EXTRACT TO READ >>
*****

By Mai Shams El-Din
CAIRO: Prime Minister Essam Sharaf told jubilant protesters in Tahrir Square that he drew his legitimacy from the people.
“I was appointed by the Supreme Council of Armed Forces, but I came here to draw my legitimacy from you,” said Sharaf.
“My mission requires a lot of persistence and courage, and I am drawing this from you.”
Appointed on Thursday, Sharaf was yet to officially take his service oath.
He was assigned to form a new government after former PM Ahmed Shafiq resigned.
“Your demands are my duty and when I cannot meet them I will be here [among the protesters] not here [on the podium],” Sharaf told thousands of demonstrators in Tahrir.
The crowd chanted for the dismantling of the notorious state security services.
“I pray for a free Egypt,” he said. “I hope that one day opinions would be heard from outside the prison cells and the security of the citizens the main priority.”
“You did a great thing; rebuilding Egypt is even greater,” he added.
Sharaf has reportedly led a number of Cairo University professors that protested in Tahrir Square calling form former president Hosni Mubarak to fall.
Activists had listed his name among their suggestions for new ministers.
Following his appointment, protesters and online campaigns urged him to take his service oath in Tahrir Square. On Friday morning, the official Facebook page of the cabinet said he’d be in the Cairo square that was the epicenter of the demonstrations that toppled Mubarak.
He started his brief Friday speech by apologizing for praying inside the mosque and not with the masses in Tahrir; and if any of the military police that escorted him to the podium had pushed any of the people there.

*****

EXTRACTED INFORMATION >>
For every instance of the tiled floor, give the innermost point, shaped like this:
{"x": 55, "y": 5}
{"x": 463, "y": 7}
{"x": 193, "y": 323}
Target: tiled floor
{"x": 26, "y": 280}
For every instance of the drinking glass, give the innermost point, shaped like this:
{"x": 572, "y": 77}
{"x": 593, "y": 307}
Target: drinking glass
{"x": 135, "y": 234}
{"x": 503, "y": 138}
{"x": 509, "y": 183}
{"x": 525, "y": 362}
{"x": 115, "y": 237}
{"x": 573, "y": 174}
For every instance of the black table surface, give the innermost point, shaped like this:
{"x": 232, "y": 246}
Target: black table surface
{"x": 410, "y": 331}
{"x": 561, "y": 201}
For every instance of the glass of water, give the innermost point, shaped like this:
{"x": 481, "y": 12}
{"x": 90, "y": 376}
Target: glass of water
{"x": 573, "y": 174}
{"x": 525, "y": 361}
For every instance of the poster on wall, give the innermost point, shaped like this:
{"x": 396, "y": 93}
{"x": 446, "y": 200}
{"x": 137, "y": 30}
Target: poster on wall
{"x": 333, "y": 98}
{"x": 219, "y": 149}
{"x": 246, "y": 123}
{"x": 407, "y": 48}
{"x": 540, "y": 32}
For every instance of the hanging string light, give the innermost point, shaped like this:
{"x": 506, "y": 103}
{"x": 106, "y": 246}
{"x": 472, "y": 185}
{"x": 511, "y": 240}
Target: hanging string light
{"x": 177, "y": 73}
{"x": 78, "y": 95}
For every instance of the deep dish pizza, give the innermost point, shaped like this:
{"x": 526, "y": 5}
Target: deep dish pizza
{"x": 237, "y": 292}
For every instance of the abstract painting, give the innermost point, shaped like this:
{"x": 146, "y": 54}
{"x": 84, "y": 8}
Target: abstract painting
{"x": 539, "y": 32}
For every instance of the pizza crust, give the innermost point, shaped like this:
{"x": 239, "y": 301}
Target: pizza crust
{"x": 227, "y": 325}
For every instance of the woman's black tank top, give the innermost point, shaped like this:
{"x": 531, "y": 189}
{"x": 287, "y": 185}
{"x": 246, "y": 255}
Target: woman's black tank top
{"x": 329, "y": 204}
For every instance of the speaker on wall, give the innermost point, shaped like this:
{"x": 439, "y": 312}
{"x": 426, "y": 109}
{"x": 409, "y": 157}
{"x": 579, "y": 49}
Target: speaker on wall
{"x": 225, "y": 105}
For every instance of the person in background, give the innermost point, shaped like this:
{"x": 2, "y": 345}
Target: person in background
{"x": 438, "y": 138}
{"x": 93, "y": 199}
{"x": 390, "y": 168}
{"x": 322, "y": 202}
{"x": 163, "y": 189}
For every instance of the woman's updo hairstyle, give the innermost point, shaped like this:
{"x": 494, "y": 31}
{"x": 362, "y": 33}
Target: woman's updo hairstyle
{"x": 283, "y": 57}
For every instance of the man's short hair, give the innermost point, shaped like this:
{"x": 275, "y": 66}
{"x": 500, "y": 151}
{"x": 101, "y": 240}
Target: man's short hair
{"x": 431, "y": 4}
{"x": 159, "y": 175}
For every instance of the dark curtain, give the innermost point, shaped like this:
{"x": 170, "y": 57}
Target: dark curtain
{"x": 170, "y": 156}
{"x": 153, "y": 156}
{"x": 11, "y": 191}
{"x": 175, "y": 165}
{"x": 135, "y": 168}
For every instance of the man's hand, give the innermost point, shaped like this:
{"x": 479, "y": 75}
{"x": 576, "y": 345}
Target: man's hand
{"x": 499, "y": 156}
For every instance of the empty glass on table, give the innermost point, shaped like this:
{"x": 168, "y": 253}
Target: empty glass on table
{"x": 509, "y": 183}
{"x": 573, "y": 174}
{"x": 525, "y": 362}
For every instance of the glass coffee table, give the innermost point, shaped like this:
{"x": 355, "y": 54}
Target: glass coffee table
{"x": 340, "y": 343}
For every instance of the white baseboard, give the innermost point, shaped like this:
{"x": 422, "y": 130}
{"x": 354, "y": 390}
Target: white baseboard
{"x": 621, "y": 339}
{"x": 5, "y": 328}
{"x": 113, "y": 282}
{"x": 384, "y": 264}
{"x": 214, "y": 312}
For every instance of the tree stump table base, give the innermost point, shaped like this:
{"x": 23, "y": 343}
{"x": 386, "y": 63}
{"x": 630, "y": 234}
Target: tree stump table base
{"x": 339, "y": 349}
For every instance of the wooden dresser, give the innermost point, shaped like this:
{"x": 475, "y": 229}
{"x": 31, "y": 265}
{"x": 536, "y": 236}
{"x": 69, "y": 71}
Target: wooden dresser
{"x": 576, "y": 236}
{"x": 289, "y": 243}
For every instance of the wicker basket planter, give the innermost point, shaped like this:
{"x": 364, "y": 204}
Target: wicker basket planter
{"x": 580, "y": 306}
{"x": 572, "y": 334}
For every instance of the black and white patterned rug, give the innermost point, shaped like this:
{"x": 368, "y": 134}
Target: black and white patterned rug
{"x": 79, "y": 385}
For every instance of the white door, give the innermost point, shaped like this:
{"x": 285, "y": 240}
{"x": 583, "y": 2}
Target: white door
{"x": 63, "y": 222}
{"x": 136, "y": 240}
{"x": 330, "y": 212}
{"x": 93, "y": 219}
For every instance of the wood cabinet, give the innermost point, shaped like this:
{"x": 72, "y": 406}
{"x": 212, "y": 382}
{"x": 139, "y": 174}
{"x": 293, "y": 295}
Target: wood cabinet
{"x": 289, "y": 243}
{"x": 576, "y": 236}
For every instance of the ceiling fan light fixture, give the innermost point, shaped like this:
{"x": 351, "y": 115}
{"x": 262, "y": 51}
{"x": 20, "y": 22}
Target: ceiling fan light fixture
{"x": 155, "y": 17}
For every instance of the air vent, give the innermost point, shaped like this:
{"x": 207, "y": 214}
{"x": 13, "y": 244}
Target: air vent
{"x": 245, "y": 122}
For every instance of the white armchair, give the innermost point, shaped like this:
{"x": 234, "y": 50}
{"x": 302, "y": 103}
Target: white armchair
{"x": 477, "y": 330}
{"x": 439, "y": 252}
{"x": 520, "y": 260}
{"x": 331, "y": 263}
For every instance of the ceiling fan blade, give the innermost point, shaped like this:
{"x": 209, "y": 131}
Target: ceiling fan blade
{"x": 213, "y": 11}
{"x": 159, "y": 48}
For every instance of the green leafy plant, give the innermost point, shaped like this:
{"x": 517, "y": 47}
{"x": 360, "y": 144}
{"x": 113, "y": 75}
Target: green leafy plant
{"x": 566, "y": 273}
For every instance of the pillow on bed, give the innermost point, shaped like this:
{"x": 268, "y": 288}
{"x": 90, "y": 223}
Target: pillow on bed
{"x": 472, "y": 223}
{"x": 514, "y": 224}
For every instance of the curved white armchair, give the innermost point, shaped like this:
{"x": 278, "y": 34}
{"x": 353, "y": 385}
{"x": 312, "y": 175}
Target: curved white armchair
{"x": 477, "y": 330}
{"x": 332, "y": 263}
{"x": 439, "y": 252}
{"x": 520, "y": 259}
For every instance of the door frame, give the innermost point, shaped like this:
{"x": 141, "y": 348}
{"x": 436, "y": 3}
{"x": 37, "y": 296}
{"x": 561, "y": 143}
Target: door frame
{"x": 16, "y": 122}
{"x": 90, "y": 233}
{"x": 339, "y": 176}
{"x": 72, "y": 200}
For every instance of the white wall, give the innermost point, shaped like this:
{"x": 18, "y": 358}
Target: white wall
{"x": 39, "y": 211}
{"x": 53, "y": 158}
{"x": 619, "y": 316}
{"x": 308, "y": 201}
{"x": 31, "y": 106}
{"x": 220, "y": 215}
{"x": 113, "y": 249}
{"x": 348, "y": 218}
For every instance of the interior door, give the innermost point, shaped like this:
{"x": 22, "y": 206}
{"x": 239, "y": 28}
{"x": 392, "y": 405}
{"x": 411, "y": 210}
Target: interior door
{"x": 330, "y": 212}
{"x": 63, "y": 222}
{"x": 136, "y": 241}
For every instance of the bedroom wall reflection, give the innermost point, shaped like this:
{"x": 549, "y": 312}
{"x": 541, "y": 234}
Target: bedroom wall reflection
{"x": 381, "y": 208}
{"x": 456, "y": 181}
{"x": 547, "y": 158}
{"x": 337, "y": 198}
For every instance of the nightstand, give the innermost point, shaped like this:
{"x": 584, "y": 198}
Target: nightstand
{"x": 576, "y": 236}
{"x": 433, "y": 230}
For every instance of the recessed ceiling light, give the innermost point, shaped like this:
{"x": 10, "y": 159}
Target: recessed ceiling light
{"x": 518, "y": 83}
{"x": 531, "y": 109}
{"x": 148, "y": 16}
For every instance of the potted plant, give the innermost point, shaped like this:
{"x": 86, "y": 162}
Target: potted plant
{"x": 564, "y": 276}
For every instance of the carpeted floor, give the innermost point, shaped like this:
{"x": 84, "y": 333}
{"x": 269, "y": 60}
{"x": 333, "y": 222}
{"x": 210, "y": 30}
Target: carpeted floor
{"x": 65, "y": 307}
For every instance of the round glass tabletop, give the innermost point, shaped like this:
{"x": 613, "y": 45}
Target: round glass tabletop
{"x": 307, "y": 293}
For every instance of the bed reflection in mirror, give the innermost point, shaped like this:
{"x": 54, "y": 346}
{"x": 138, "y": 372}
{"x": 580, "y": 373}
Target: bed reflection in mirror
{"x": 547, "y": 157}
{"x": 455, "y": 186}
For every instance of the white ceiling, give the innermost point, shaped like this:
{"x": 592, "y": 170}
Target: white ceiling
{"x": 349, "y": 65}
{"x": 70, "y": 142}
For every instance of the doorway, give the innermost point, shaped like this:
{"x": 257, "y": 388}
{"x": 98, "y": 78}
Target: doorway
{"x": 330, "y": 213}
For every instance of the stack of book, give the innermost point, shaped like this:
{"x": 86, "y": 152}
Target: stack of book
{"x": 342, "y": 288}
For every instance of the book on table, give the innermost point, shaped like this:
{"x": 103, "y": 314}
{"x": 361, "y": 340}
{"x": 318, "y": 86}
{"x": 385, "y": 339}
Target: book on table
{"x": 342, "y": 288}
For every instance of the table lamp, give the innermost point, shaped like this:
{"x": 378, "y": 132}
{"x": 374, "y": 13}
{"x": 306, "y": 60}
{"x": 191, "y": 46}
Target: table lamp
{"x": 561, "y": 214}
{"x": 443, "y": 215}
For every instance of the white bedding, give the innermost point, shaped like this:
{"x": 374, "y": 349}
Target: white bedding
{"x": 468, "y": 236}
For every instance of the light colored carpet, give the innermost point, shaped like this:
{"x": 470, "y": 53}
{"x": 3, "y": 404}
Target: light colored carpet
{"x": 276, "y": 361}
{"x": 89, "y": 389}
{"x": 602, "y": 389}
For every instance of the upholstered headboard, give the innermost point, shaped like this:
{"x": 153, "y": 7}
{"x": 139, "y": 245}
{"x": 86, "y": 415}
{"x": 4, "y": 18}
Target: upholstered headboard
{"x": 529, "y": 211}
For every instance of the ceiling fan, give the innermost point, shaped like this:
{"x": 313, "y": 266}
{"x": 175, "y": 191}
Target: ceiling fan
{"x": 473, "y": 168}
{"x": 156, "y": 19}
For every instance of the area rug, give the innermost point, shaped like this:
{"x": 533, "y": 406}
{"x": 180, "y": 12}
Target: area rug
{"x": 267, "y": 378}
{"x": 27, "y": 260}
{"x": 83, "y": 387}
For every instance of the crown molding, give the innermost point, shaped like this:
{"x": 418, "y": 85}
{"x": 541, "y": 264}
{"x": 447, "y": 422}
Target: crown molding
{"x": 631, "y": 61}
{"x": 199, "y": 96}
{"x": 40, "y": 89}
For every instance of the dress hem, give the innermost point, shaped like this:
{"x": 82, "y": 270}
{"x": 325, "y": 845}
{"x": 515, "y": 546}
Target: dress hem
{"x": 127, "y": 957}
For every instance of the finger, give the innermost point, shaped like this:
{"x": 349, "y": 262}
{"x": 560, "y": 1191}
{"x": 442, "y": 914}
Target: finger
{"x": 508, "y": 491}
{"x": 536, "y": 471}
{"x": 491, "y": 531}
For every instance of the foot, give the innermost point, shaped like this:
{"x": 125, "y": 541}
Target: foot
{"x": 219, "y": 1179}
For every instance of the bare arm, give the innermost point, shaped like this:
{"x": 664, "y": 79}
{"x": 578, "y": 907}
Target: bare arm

*****

EXERCISES >>
A) Say whether each statement agrees with the Sharaf article, answering yes or no and quoting the deciding words: (i) Sharaf said he had been appointed by the Supreme Council of Armed Forces. (ii) Sharaf had already taken his service oath when he spoke in Tahrir. (iii) The crowd chanted for the dismantling of the state security services.
B) Please copy everything in the Sharaf article from "The crowd chanted" down to "Mubarak to fall.", changing "prison cells" to "jail cells".
The records come from another source.

TASK ANSWERS >>
A)
(i) Yes: "I was appointed by the Supreme Council of Armed Forces"
(ii) No: "Sharaf was yet to officially take his service oath."
(iii) Yes: "The crowd chanted for the dismantling of the notorious state security services."

B)
The crowd chanted for the dismantling of the notorious state security services.
“I pray for a free Egypt,” he said. “I hope that one day opinions would be heard from outside the jail cells and the security of the citizens the main priority.”
“You did a great thing; rebuilding Egypt is even greater,” he added.
Sharaf has reportedly led a number of Cairo University professors that protested in Tahrir Square calling form former president Hosni Mubarak to fall.